# What you are asked to do:
Can you retype the stretch of the material from the line containing "Outline every instance of the **open mouth**." through the end of the material, character for character, leaving the pictures out of your answer?

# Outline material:
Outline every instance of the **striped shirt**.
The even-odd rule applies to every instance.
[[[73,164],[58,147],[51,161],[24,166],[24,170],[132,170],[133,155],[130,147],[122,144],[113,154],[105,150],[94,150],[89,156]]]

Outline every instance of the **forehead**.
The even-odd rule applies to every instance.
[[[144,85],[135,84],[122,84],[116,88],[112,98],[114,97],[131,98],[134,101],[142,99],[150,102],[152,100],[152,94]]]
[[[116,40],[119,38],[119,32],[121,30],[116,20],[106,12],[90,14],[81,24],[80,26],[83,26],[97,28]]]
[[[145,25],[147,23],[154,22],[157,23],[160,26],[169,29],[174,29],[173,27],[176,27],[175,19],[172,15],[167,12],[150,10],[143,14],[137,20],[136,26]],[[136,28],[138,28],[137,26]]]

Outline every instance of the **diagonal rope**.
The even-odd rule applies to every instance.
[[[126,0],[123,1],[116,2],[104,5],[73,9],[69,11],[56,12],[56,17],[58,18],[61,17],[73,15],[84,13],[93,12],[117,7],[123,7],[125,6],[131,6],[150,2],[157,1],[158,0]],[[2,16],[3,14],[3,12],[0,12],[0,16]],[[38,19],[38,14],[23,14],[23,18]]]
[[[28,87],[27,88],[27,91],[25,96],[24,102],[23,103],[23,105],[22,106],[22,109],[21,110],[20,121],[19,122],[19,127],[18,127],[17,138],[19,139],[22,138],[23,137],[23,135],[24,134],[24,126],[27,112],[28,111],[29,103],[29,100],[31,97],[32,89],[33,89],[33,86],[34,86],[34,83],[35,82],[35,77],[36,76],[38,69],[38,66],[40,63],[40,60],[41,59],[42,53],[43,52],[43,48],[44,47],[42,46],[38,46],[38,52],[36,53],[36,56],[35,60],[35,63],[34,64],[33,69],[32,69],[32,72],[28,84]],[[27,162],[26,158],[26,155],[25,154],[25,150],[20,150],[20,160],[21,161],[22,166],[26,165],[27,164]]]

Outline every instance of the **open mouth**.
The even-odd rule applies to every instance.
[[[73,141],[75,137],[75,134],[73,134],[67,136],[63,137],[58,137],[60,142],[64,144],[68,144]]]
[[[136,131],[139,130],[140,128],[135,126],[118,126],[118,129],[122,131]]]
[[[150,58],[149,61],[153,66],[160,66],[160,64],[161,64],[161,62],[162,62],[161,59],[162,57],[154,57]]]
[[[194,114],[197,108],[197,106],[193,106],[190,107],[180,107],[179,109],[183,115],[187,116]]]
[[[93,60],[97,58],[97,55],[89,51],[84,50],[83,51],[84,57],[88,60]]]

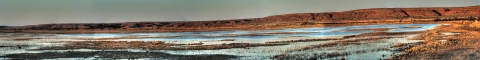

# The reply:
Outline every instance of the **open mouth**.
The even-odd rule applies to every instance.
[[[73,141],[75,137],[75,134],[73,134],[67,136],[63,137],[58,137],[60,142],[64,144],[68,144]]]
[[[136,131],[139,130],[140,128],[135,126],[118,126],[118,129],[122,131]]]
[[[150,58],[149,61],[153,66],[160,66],[160,64],[161,64],[161,62],[162,62],[161,59],[162,57],[154,57]]]
[[[194,114],[197,108],[197,106],[193,106],[190,107],[180,107],[179,109],[183,115],[187,116]]]
[[[93,60],[97,58],[97,55],[89,51],[84,50],[83,51],[84,57],[88,60]]]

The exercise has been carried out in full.